Task to complete – Rewrite only the lines from the one containing "Doubt it, but someone swears the huawei" through the end of the material, switching each "Show me the box" to "Point out the box" and keeping everything else the same. Leave the pictures out of your answer.

═════ Data records ═════

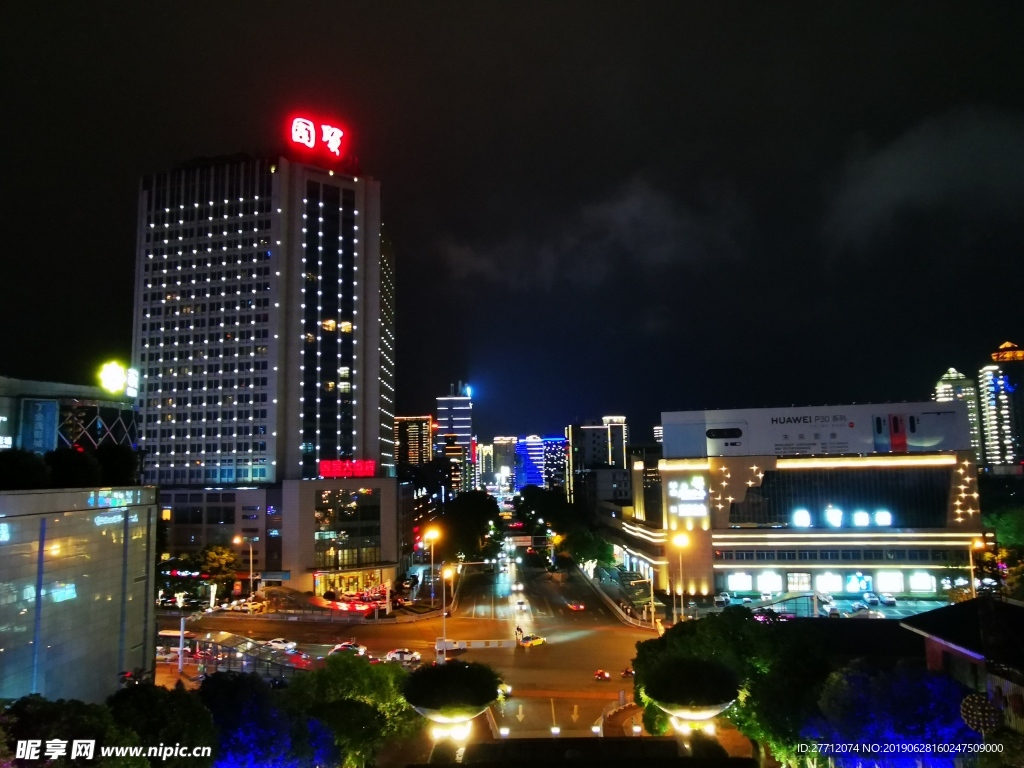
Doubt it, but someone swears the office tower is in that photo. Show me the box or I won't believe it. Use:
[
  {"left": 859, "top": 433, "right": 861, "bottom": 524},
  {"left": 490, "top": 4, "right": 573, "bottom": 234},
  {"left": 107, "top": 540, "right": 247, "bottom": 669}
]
[
  {"left": 932, "top": 368, "right": 982, "bottom": 461},
  {"left": 435, "top": 381, "right": 473, "bottom": 454},
  {"left": 394, "top": 416, "right": 433, "bottom": 466},
  {"left": 134, "top": 152, "right": 394, "bottom": 486},
  {"left": 978, "top": 366, "right": 1021, "bottom": 471},
  {"left": 492, "top": 437, "right": 519, "bottom": 492}
]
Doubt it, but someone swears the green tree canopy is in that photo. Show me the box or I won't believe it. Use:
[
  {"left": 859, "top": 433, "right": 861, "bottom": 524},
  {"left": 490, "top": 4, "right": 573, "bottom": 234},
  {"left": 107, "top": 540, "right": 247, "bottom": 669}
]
[
  {"left": 106, "top": 683, "right": 217, "bottom": 768},
  {"left": 44, "top": 447, "right": 103, "bottom": 488},
  {"left": 0, "top": 449, "right": 50, "bottom": 490},
  {"left": 4, "top": 694, "right": 150, "bottom": 768}
]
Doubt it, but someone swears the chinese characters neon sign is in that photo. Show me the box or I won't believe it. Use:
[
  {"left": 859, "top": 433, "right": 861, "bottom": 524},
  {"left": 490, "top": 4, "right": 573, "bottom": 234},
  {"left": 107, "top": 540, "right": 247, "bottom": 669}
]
[
  {"left": 321, "top": 459, "right": 377, "bottom": 477},
  {"left": 291, "top": 118, "right": 345, "bottom": 157}
]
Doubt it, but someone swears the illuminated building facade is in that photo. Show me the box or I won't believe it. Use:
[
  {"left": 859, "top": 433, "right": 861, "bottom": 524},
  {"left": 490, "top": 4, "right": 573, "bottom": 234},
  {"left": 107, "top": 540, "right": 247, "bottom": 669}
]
[
  {"left": 978, "top": 366, "right": 1021, "bottom": 471},
  {"left": 133, "top": 147, "right": 394, "bottom": 486},
  {"left": 434, "top": 381, "right": 473, "bottom": 455},
  {"left": 606, "top": 402, "right": 982, "bottom": 596},
  {"left": 0, "top": 377, "right": 139, "bottom": 454},
  {"left": 932, "top": 368, "right": 983, "bottom": 461},
  {"left": 394, "top": 416, "right": 433, "bottom": 466},
  {"left": 0, "top": 486, "right": 157, "bottom": 703}
]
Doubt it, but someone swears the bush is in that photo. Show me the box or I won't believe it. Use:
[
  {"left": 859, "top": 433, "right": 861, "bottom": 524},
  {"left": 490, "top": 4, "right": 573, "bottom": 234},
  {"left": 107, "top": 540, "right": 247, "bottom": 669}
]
[{"left": 401, "top": 662, "right": 502, "bottom": 716}]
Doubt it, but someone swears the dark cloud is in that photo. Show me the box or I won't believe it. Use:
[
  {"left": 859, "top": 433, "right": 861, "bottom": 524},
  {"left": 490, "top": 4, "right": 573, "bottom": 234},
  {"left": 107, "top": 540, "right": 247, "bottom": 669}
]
[
  {"left": 824, "top": 111, "right": 1024, "bottom": 251},
  {"left": 441, "top": 180, "right": 743, "bottom": 291}
]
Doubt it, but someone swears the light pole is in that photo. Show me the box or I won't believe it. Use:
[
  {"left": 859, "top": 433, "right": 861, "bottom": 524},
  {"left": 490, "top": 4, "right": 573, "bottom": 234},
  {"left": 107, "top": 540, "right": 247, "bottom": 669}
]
[
  {"left": 672, "top": 534, "right": 690, "bottom": 624},
  {"left": 440, "top": 569, "right": 453, "bottom": 664},
  {"left": 231, "top": 536, "right": 253, "bottom": 600},
  {"left": 968, "top": 539, "right": 985, "bottom": 597},
  {"left": 423, "top": 528, "right": 440, "bottom": 608}
]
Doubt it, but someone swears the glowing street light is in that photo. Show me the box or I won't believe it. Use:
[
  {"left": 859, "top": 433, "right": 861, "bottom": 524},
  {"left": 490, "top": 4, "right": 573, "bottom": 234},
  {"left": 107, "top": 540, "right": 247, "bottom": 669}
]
[{"left": 672, "top": 534, "right": 690, "bottom": 624}]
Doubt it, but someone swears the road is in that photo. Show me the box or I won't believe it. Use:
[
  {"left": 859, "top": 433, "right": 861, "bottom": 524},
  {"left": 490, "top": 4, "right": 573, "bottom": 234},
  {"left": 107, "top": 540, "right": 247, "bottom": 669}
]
[{"left": 160, "top": 566, "right": 653, "bottom": 736}]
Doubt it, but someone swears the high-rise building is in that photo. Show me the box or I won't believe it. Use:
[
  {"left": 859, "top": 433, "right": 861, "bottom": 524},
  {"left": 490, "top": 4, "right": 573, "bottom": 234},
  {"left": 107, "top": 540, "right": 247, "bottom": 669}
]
[
  {"left": 134, "top": 157, "right": 394, "bottom": 486},
  {"left": 932, "top": 368, "right": 982, "bottom": 461},
  {"left": 394, "top": 416, "right": 433, "bottom": 466},
  {"left": 978, "top": 366, "right": 1021, "bottom": 469},
  {"left": 434, "top": 381, "right": 473, "bottom": 454}
]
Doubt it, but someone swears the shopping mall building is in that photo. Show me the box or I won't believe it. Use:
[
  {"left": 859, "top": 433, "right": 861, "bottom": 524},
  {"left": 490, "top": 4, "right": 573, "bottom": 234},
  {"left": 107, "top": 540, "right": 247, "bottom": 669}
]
[{"left": 608, "top": 402, "right": 983, "bottom": 597}]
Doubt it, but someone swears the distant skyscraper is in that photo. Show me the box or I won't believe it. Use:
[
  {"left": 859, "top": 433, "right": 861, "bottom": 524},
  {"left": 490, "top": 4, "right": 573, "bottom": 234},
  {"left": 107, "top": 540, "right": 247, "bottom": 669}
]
[
  {"left": 133, "top": 153, "right": 394, "bottom": 486},
  {"left": 978, "top": 366, "right": 1021, "bottom": 468},
  {"left": 394, "top": 416, "right": 433, "bottom": 466},
  {"left": 933, "top": 368, "right": 982, "bottom": 461},
  {"left": 434, "top": 381, "right": 473, "bottom": 454}
]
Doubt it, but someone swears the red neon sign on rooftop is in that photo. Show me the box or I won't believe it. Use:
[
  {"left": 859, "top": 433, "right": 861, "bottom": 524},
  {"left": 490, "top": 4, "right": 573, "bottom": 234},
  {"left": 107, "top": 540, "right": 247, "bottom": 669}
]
[
  {"left": 289, "top": 117, "right": 345, "bottom": 158},
  {"left": 321, "top": 459, "right": 377, "bottom": 477}
]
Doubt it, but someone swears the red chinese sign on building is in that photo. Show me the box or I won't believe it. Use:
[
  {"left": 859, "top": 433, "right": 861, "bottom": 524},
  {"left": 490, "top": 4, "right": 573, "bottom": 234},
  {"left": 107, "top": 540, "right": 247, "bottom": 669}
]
[
  {"left": 290, "top": 118, "right": 345, "bottom": 157},
  {"left": 321, "top": 459, "right": 377, "bottom": 477}
]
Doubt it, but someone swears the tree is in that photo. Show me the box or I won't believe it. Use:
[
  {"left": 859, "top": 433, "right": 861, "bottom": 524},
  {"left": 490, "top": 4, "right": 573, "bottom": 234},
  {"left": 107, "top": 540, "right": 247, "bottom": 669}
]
[
  {"left": 287, "top": 653, "right": 420, "bottom": 766},
  {"left": 4, "top": 693, "right": 150, "bottom": 768},
  {"left": 807, "top": 660, "right": 978, "bottom": 743},
  {"left": 96, "top": 442, "right": 139, "bottom": 485},
  {"left": 189, "top": 544, "right": 242, "bottom": 594},
  {"left": 437, "top": 490, "right": 498, "bottom": 560},
  {"left": 106, "top": 682, "right": 217, "bottom": 768},
  {"left": 0, "top": 449, "right": 50, "bottom": 490},
  {"left": 199, "top": 672, "right": 317, "bottom": 768},
  {"left": 43, "top": 447, "right": 103, "bottom": 488}
]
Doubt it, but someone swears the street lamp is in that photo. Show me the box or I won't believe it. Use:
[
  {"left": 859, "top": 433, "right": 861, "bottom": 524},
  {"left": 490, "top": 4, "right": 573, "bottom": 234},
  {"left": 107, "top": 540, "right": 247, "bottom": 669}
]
[
  {"left": 423, "top": 528, "right": 441, "bottom": 608},
  {"left": 440, "top": 569, "right": 455, "bottom": 664},
  {"left": 672, "top": 534, "right": 690, "bottom": 624},
  {"left": 968, "top": 539, "right": 985, "bottom": 597},
  {"left": 231, "top": 536, "right": 254, "bottom": 600}
]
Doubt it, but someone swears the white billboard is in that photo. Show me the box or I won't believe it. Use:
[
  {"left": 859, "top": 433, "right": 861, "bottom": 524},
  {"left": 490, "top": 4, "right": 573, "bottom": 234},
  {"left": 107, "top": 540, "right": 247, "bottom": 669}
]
[{"left": 662, "top": 401, "right": 971, "bottom": 459}]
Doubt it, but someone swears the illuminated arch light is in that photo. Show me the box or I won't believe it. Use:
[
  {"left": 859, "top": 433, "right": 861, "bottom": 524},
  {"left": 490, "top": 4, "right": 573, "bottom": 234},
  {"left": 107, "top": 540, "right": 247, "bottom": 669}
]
[{"left": 793, "top": 509, "right": 811, "bottom": 528}]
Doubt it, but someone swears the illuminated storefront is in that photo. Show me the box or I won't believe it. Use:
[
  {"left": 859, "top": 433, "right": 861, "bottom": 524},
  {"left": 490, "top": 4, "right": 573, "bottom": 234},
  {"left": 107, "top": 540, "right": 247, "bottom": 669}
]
[{"left": 620, "top": 403, "right": 983, "bottom": 597}]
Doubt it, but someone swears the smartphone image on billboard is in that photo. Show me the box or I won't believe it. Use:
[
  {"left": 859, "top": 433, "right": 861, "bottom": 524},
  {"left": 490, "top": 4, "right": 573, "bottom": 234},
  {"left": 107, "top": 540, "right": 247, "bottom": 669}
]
[
  {"left": 889, "top": 414, "right": 906, "bottom": 454},
  {"left": 871, "top": 416, "right": 890, "bottom": 454}
]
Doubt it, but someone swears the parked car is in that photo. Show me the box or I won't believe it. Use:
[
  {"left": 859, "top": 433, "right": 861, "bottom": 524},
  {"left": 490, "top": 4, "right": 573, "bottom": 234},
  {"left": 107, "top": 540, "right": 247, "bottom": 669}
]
[
  {"left": 328, "top": 642, "right": 367, "bottom": 656},
  {"left": 263, "top": 637, "right": 296, "bottom": 650},
  {"left": 384, "top": 648, "right": 420, "bottom": 664}
]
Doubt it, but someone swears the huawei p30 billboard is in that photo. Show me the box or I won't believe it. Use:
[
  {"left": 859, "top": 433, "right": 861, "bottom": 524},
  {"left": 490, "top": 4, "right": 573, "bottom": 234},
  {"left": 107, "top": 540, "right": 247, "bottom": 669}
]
[{"left": 662, "top": 401, "right": 971, "bottom": 459}]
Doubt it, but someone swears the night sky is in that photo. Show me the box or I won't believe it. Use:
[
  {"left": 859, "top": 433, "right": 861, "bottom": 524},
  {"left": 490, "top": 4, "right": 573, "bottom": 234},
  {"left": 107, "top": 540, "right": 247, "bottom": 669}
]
[{"left": 0, "top": 0, "right": 1024, "bottom": 440}]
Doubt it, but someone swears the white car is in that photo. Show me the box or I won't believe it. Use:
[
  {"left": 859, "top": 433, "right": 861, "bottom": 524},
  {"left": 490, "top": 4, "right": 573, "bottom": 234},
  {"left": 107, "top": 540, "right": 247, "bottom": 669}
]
[
  {"left": 263, "top": 637, "right": 296, "bottom": 650},
  {"left": 384, "top": 648, "right": 420, "bottom": 664},
  {"left": 328, "top": 643, "right": 367, "bottom": 656}
]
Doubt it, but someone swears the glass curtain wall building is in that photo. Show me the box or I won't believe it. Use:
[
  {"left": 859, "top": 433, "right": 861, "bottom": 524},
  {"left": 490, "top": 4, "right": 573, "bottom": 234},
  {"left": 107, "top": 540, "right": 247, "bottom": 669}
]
[{"left": 0, "top": 487, "right": 157, "bottom": 702}]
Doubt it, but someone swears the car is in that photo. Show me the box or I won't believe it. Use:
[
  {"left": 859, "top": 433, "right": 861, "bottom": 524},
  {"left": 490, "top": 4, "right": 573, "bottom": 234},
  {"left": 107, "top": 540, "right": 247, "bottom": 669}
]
[
  {"left": 384, "top": 648, "right": 421, "bottom": 664},
  {"left": 263, "top": 637, "right": 297, "bottom": 650},
  {"left": 328, "top": 642, "right": 367, "bottom": 656}
]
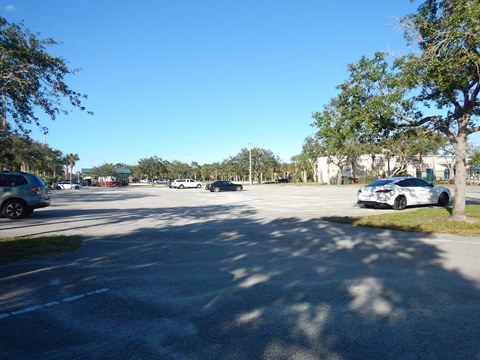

═════

Solution for this exercise –
Doubt it, but someone swears the huawei p30 billboard is in that photo. Point out the box or I won't believe it. Use:
[
  {"left": 859, "top": 433, "right": 861, "bottom": 524},
  {"left": 490, "top": 4, "right": 573, "bottom": 234},
  {"left": 107, "top": 540, "right": 247, "bottom": 669}
]
[{"left": 662, "top": 401, "right": 971, "bottom": 459}]
Doubt it, but someone swears the night sky is in that photo. Point out the box or I won't believe it. Use:
[
  {"left": 859, "top": 433, "right": 861, "bottom": 524},
  {"left": 490, "top": 4, "right": 573, "bottom": 234},
  {"left": 107, "top": 540, "right": 247, "bottom": 669}
]
[{"left": 0, "top": 0, "right": 1024, "bottom": 440}]
Doubt it, but someone swears the white car is in that photo. Point out the box or I won't believe it. Use:
[
  {"left": 859, "top": 433, "right": 861, "bottom": 524},
  {"left": 490, "top": 4, "right": 573, "bottom": 234},
  {"left": 107, "top": 540, "right": 247, "bottom": 669}
]
[
  {"left": 263, "top": 637, "right": 296, "bottom": 650},
  {"left": 384, "top": 648, "right": 420, "bottom": 664},
  {"left": 328, "top": 643, "right": 367, "bottom": 656}
]
Doubt it, but someone swears the glass curtain wall building is in that photo. Point out the box or I won't believe it. Use:
[
  {"left": 859, "top": 433, "right": 861, "bottom": 524},
  {"left": 490, "top": 4, "right": 573, "bottom": 234},
  {"left": 107, "top": 540, "right": 247, "bottom": 669}
]
[{"left": 0, "top": 487, "right": 157, "bottom": 702}]
Doubt it, but someone swears the car is in that photo. Point out the box or I won't believe it. Use:
[
  {"left": 859, "top": 433, "right": 861, "bottom": 524},
  {"left": 490, "top": 4, "right": 573, "bottom": 234},
  {"left": 107, "top": 540, "right": 247, "bottom": 669}
]
[
  {"left": 384, "top": 648, "right": 421, "bottom": 664},
  {"left": 263, "top": 637, "right": 297, "bottom": 650},
  {"left": 328, "top": 642, "right": 367, "bottom": 656}
]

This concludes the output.